>> begin EXCERPT

My setup is a bit odd in that running an air compressor is my primary function, generator secondary.  Because I had air and a large receiver tank I use an air starter (Gast 4AM) with rubber drive wheel, air cylinder for engagement pressure, and air cylinders for rack closer and exhaust valve lifter.  Air has it's advantages and the economy of cheap cylinder actuators operated by small inexpensive 12V solenoid valves and 1/4 drip tubes.  It does also have a downside- the air motor consumes a lot of air, and pilot valves, check valves and compressor unloader valves all so leak some.   

I also added oil level sensing and a vibration sensor, plus generator load sensing and compressor idle sensing.  So it can shut itself off after 10 minutes of no load, unless I have the remote no load override switch turned on. 

Its controlled at both Listeroid and remote control ends by a Picaxe 40X chips programmed in Pixaxe Basic.  It uses a CAT5 cable for the remote control.  I can share code and schematics with forum members up to the task.  There are no PCBs, its all hand wired on perf boards.  If I was starting over today I'd seriously consider a redesign for the Arduino, which I have used since for a couple projects.  Mostly you need a lot of logic level gate, low side mosfets to control your actuators.

>> end EXCERPT

YOUR TASKS:
[A] According to the excerpt, what model of air starter does the setup use?
[B] Reproduce the excerpt word for word, beginning at the words "I also added" and stopping after "switch turned on.".
[C] Translate this sentence from the excerpt into Spanish: "It uses a CAT5 cable for the remote control."

>> begin RECORDED DATA

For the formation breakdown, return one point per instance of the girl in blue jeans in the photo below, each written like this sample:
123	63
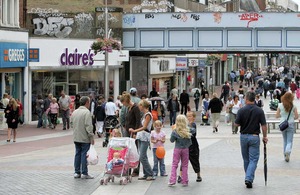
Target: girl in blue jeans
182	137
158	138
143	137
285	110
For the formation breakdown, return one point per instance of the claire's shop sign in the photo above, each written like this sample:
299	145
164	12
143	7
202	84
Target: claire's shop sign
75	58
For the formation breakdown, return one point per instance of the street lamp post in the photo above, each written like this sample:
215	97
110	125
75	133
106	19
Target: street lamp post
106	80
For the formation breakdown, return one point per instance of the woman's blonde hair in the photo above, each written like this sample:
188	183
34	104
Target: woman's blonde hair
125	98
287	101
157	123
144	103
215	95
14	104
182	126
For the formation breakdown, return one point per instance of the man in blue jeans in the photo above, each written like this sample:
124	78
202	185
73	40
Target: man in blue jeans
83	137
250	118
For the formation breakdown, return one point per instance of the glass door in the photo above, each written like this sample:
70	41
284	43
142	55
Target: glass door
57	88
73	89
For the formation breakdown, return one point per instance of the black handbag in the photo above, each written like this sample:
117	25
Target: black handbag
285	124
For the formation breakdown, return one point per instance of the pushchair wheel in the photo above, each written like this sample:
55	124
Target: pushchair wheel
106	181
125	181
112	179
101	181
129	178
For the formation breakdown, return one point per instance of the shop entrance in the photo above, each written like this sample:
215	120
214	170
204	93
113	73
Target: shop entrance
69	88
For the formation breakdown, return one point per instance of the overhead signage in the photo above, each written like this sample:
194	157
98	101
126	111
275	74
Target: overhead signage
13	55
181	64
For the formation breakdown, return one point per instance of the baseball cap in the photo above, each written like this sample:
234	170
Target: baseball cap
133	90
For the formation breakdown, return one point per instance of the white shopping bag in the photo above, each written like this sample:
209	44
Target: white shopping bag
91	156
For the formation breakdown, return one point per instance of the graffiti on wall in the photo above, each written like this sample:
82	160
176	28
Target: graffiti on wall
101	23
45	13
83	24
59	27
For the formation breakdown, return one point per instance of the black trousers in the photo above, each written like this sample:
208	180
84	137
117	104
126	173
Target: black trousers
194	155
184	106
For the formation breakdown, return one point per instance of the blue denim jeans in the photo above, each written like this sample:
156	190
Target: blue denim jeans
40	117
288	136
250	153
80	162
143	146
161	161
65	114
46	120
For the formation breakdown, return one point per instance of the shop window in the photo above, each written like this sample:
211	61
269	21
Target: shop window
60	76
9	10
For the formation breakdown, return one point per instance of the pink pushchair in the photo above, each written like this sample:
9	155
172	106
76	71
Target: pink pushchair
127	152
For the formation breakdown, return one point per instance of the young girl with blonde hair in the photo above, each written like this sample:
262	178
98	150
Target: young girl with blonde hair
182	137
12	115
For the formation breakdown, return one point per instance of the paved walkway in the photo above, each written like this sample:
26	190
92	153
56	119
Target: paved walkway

>> end RECORDED DATA

SOLUTIONS TO THE TASKS:
[A] A Gast 4AM with a rubber drive wheel.

[B]
I also added oil level sensing and a vibration sensor, plus generator load sensing and compressor idle sensing.  So it can shut itself off after 10 minutes of no load, unless I have the remote no load override switch turned on.

[C] Usa un cable CAT5 para el control remoto.